EXERCISE.
Reproduce the listing below word for word, starting at the line containing "Q: Pick out each instance of the wooden" and continuing through the final line of the listing.

==============================

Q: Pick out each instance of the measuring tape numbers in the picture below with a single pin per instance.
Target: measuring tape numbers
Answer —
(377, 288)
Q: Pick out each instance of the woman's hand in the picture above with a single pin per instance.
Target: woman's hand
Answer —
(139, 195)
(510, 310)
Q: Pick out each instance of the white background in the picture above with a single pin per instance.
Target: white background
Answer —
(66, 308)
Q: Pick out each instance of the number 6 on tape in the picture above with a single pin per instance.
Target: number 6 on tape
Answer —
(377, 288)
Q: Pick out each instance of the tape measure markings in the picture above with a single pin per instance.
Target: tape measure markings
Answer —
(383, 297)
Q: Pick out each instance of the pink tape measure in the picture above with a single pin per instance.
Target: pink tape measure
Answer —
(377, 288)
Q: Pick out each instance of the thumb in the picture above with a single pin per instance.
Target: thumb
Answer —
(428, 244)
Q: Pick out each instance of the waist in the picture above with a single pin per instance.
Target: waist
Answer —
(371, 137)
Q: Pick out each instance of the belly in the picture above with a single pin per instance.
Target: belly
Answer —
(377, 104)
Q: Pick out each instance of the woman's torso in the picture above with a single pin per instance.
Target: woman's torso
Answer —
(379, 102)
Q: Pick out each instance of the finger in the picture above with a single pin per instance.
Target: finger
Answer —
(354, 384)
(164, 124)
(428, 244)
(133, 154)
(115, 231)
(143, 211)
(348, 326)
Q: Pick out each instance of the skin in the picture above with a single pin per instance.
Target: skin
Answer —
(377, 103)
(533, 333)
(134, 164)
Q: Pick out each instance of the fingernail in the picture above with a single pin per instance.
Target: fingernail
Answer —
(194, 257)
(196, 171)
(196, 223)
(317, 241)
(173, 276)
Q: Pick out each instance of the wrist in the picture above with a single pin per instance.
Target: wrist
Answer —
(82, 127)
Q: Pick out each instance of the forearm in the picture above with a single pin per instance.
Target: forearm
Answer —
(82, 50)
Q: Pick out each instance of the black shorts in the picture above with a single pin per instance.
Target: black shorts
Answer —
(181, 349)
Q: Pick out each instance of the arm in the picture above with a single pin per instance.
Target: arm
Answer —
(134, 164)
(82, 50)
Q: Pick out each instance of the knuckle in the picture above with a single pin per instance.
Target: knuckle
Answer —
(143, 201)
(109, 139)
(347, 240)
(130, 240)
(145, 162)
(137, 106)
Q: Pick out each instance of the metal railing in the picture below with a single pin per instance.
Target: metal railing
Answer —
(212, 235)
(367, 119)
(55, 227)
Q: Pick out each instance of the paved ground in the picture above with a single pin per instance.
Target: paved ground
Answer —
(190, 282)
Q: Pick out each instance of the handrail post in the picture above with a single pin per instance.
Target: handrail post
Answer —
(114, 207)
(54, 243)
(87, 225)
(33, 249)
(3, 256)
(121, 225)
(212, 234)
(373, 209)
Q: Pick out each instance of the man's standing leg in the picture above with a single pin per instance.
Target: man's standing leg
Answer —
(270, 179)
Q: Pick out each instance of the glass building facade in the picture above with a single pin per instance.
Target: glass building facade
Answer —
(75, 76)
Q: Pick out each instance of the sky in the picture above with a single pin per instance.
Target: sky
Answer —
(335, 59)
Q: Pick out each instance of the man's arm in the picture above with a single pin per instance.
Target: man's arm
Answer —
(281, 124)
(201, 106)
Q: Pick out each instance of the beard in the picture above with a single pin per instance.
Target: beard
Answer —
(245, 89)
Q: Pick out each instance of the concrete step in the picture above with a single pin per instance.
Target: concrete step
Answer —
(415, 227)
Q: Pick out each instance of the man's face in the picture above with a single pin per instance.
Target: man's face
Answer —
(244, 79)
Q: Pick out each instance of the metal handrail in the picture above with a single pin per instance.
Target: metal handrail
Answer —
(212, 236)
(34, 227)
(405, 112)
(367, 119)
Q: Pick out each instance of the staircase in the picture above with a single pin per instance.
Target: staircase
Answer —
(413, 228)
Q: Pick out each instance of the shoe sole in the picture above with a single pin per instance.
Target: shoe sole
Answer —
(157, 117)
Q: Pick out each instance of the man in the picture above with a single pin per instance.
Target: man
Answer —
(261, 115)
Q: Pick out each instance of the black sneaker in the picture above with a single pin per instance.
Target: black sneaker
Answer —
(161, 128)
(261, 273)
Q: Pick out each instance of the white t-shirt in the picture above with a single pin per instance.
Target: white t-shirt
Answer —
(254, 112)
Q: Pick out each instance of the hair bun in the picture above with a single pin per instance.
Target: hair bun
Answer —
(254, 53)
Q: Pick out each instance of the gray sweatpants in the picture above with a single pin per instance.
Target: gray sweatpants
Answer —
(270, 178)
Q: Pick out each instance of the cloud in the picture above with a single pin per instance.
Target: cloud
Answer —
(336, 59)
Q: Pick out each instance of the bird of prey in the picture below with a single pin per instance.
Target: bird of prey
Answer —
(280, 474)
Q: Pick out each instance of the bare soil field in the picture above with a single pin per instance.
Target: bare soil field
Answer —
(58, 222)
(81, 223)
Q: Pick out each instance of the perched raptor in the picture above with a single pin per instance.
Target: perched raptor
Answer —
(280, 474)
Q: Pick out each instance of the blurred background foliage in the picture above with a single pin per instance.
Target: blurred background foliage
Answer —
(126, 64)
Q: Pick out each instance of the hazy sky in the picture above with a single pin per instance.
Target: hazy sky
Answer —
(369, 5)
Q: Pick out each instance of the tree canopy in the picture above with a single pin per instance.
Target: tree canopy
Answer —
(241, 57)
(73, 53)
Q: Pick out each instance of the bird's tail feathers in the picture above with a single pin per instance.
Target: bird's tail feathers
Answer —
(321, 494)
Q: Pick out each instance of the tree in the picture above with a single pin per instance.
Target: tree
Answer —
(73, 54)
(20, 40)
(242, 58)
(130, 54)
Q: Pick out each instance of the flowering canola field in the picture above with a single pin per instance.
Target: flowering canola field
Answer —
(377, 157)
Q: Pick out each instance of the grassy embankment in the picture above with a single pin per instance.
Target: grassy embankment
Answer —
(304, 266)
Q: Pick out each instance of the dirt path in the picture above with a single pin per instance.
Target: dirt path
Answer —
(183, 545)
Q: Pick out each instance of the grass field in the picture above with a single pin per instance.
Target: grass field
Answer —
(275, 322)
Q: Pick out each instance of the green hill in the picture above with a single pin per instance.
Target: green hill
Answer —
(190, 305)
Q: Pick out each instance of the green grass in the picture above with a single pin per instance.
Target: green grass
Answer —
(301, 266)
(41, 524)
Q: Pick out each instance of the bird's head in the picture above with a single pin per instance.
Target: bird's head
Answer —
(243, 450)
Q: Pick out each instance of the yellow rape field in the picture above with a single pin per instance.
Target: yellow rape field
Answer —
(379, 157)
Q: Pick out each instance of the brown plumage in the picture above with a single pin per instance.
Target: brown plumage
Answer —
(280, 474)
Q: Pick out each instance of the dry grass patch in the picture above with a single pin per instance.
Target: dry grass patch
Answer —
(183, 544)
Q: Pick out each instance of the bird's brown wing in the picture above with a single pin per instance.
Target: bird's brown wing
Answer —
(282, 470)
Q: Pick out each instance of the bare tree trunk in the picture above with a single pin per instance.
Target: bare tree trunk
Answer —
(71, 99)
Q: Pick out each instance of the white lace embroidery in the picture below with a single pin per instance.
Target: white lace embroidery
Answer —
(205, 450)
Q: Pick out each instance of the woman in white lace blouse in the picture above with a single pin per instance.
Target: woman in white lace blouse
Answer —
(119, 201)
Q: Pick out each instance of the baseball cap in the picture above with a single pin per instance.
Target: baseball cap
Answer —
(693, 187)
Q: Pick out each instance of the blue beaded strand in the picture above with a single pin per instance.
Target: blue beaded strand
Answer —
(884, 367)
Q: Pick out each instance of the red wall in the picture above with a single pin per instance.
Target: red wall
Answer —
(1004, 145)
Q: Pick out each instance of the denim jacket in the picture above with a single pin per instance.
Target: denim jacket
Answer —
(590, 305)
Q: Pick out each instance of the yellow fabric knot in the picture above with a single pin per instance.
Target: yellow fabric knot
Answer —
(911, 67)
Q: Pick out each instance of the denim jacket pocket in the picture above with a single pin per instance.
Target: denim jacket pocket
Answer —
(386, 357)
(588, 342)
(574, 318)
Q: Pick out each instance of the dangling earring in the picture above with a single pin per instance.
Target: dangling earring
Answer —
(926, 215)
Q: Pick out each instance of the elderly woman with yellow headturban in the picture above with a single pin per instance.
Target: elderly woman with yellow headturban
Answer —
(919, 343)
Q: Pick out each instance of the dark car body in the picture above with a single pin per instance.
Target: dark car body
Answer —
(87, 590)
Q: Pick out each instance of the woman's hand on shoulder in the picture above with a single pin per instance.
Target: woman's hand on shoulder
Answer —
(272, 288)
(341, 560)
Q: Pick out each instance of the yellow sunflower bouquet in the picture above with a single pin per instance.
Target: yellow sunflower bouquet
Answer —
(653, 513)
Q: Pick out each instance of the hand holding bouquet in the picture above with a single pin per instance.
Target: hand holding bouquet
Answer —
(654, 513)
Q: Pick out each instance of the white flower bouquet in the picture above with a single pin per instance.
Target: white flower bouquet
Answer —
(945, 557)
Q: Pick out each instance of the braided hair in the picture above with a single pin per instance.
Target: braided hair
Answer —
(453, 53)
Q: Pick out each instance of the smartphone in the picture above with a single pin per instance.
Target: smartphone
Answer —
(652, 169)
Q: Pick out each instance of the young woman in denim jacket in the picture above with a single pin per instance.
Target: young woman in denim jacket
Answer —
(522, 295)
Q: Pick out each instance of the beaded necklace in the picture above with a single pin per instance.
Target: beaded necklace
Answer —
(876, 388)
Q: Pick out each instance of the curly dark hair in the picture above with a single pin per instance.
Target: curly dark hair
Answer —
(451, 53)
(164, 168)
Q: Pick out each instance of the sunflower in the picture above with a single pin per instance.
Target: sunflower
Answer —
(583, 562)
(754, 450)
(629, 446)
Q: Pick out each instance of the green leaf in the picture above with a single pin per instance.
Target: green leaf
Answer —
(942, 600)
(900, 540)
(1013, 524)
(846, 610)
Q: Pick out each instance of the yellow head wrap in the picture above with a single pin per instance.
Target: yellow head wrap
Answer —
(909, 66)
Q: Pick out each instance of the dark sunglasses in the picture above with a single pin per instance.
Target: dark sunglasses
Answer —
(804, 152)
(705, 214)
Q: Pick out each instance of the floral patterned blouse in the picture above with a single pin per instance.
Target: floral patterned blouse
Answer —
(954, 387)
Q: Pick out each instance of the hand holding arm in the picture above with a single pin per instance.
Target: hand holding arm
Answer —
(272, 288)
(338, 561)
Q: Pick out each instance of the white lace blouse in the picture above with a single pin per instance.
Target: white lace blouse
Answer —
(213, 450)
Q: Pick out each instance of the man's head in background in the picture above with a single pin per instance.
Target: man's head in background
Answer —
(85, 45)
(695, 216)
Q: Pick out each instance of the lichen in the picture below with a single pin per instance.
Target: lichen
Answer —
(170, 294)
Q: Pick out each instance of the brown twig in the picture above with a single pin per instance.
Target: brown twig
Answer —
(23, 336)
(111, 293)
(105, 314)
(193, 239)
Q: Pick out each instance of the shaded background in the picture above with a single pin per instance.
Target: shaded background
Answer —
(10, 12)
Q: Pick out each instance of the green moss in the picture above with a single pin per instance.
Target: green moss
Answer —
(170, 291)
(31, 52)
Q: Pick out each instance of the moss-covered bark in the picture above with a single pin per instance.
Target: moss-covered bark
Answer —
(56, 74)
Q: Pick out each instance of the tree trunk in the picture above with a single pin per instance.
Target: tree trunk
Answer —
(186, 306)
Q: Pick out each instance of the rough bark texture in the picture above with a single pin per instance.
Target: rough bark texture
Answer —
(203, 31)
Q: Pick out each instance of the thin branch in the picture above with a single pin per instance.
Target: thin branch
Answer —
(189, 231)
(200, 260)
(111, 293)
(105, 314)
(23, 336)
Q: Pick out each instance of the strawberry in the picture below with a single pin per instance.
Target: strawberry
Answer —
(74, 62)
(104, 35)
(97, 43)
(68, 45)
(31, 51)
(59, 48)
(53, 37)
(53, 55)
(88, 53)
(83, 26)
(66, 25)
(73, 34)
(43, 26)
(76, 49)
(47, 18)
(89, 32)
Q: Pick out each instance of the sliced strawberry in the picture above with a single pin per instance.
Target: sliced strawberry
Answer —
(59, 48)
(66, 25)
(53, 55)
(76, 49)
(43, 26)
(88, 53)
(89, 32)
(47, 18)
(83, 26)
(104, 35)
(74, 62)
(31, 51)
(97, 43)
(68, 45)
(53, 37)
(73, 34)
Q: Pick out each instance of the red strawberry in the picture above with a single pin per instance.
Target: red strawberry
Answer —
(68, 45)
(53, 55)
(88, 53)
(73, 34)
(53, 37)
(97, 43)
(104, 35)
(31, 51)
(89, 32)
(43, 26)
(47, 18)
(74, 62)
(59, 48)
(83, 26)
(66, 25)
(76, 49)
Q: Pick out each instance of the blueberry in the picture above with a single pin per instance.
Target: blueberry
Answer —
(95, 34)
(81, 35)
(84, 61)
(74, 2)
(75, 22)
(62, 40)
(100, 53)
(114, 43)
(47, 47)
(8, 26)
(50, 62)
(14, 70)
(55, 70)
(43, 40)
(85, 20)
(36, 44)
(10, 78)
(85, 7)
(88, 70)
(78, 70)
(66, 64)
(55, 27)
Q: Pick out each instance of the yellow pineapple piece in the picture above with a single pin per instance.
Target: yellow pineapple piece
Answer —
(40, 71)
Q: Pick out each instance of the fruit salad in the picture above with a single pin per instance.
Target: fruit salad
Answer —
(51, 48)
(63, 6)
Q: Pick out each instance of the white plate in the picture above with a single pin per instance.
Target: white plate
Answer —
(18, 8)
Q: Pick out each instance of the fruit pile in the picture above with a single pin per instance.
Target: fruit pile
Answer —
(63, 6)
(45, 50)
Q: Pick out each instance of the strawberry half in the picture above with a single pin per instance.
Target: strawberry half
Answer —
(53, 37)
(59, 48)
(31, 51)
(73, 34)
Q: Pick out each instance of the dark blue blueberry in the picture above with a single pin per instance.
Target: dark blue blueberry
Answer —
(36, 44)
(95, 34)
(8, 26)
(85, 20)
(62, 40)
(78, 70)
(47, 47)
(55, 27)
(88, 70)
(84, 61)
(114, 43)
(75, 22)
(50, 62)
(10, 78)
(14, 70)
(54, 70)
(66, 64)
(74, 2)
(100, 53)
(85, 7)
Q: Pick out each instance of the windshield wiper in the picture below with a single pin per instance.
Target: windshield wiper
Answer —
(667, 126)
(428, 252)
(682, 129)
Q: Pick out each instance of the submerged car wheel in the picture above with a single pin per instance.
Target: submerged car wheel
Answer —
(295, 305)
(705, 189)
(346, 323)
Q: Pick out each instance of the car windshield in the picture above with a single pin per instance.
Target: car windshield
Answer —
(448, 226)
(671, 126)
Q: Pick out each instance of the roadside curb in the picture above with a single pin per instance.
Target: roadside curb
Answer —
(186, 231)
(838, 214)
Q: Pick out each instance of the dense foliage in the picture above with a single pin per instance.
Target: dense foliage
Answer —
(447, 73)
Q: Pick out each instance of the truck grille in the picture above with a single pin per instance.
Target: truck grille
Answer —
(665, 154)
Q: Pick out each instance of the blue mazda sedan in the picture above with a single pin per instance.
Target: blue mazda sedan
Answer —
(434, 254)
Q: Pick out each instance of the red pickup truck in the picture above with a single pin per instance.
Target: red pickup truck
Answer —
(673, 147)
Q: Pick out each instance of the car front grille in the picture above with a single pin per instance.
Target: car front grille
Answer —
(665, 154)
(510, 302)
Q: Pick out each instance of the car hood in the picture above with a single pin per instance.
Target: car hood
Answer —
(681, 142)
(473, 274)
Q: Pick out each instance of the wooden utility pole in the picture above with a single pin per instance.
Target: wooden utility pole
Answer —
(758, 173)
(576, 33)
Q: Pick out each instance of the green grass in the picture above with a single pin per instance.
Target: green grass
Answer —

==============================

EXPECTED ANSWER.
Q: Pick out each instance of the wooden utility pole in the picture above with a single pin per instance.
Target: wooden utility pole
Answer —
(758, 173)
(576, 33)
Q: Pick out each instance of the green grass in the picture above with a single pin per instance.
Target: green grass
Answer —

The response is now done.